### [What is expected]
Extend the New Jersey appellate court opinion that follows, picking up right after its last line.

### [Reading text]

NOT FOR PUBLICATION WITHOUT THE
APPROVAL OF THE APPELLATE DIVISION
This opinion shall not "constitute precedent or be binding upon any court." Although it is posted on the
internet, this opinion is binding only on the parties in the case and its use in other cases is limited. R. 1:36-3.
SUPERIOR COURT OF NEW JERSEY
APPELLATE DIVISION
DOCKET NO. A-0281-19
STATE OF NEW JERSEY,
Plaintiff-Respondent,
v.
VINCENT URBANK,
Defendant-Appellant.
_______________________
Submitted February 23, 2021 – Decided March 17, 2021
Before Judges Mawla and Natali.
On appeal from the Superior Court of New Jersey, Law
Division, Ocean County, Municipal Appeal No.19-10.
Vincent Urbank, appellant pro se.
Bradley D. Billhimer, Ocean County Prosecutor,
attorney for respondent (Samuel Marzarella, Chief
Appellate Attorney, of counsel; Cheryl L. Hammel,
Assistant Prosecutor, on the brief).

### [Entries shown]
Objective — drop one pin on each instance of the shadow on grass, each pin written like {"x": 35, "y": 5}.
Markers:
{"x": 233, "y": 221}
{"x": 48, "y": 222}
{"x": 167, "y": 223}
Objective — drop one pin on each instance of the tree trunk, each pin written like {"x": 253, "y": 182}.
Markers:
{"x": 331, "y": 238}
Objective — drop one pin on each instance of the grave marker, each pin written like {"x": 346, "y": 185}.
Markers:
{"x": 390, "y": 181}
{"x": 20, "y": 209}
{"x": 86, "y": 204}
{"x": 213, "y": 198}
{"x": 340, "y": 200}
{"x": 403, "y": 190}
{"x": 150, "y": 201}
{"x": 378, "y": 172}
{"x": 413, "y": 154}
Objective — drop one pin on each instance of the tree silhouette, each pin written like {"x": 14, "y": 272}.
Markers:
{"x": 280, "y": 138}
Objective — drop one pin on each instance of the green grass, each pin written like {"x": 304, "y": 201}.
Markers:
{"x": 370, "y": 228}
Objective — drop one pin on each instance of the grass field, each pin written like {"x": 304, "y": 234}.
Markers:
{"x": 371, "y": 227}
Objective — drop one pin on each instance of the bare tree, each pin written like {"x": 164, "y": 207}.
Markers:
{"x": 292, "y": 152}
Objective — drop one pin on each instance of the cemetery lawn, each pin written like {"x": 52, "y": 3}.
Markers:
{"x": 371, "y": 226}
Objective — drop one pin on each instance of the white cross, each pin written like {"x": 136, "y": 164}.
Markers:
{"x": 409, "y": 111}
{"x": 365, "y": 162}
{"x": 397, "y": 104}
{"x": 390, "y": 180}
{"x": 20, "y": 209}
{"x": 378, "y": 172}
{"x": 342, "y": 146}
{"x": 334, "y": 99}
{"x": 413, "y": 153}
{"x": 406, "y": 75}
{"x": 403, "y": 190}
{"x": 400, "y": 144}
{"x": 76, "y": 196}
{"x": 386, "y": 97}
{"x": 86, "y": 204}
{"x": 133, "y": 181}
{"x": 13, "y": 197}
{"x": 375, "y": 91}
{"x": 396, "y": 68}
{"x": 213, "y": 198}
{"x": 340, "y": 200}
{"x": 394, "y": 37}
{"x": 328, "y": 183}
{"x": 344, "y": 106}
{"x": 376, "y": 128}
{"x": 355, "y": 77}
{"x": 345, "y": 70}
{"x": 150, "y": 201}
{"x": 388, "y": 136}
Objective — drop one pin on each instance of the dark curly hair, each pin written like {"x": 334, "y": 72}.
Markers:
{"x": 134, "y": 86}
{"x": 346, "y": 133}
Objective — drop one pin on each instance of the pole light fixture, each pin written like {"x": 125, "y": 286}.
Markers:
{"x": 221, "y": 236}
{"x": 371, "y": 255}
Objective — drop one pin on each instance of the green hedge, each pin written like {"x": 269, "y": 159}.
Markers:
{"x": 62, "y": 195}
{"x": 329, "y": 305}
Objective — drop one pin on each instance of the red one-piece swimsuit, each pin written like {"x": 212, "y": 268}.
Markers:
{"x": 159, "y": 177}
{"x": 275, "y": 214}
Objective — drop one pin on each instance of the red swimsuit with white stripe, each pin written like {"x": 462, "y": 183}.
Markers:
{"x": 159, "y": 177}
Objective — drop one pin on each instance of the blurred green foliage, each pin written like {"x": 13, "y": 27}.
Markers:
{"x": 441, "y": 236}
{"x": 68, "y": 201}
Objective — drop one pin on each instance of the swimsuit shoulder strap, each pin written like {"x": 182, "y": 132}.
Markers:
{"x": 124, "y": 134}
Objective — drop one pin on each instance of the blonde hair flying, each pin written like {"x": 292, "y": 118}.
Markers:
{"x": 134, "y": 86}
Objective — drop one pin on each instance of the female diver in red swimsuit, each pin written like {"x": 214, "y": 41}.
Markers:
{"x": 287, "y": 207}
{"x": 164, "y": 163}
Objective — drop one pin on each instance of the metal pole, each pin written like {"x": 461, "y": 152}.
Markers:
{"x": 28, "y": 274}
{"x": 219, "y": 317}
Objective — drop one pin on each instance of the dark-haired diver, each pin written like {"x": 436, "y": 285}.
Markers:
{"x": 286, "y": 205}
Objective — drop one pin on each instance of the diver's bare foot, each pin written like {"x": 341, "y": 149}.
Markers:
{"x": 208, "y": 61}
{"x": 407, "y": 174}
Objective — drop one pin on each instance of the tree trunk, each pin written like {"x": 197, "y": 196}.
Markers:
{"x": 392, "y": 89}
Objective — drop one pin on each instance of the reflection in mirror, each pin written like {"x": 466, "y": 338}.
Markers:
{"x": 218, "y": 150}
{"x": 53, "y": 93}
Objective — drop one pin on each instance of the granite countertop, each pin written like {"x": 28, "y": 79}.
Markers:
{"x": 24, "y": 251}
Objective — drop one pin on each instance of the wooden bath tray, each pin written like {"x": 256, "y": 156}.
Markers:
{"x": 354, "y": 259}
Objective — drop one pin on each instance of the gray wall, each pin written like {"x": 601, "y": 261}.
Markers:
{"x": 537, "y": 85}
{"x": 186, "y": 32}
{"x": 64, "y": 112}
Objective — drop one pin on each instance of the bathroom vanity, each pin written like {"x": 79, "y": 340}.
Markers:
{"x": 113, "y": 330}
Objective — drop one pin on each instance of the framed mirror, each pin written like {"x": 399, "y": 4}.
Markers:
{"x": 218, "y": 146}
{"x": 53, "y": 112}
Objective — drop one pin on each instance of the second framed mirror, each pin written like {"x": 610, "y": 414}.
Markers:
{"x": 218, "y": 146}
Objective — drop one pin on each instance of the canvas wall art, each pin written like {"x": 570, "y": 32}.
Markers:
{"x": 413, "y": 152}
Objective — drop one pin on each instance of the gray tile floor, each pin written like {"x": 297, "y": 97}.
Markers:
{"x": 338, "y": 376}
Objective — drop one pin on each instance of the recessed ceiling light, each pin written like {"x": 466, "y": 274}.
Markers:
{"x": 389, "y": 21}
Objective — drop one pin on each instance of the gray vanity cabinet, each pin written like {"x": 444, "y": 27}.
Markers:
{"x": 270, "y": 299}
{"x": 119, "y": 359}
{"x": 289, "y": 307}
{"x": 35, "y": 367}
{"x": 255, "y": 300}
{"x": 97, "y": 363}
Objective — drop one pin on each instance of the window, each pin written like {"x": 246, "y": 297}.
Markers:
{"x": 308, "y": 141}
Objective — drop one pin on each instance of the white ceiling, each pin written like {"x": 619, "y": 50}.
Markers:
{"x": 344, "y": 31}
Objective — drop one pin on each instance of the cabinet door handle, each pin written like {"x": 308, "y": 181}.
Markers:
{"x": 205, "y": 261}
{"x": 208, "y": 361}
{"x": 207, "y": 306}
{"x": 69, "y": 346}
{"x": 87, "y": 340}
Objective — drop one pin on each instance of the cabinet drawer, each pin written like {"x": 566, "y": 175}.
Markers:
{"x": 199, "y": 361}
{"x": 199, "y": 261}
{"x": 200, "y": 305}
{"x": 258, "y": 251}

### [Result of the exercise]
PER CURIAM
Defendant Vincent Urbank appeals from an August 28, 2019 Law
Division order dismissing his de novo appeal from a municipal court
enforcement proceeding. The Law Division judge concluded the municipal
court proceeding involved a "resolution of a contempt matter[,] and . . . [because
d]efendant was not issued any new violations nor was there disposition of a new
matter[,] . . . there [was] no actual controversy pending before [the c]ourt" to
adjudicate. We reach the same conclusion and likewise dismiss the appeal.
This case involves an ongoing dispute between defendant and Toms River
Township pertaining to complaints for violation of a municipal ordinance for
defendant's failure to remove an unregistered or inoperable vehicle from his
property, and violation of a property maintenance code for failure to maintain
the exterior of his property in a safe and sanitary condition. The parties are
familiar with the facts, which we recounted in greater detail in State v. Urbank,
No. A-4089-17, (App. Div. May 14, 2019) (slip op. at 1-6). We found
defendant's arguments on the prior appeal lacked merit, affirmed his
convictions, and remanded for correction of the form of the judgment for reasons
unrelated to this appeal. Id. at 7, 9.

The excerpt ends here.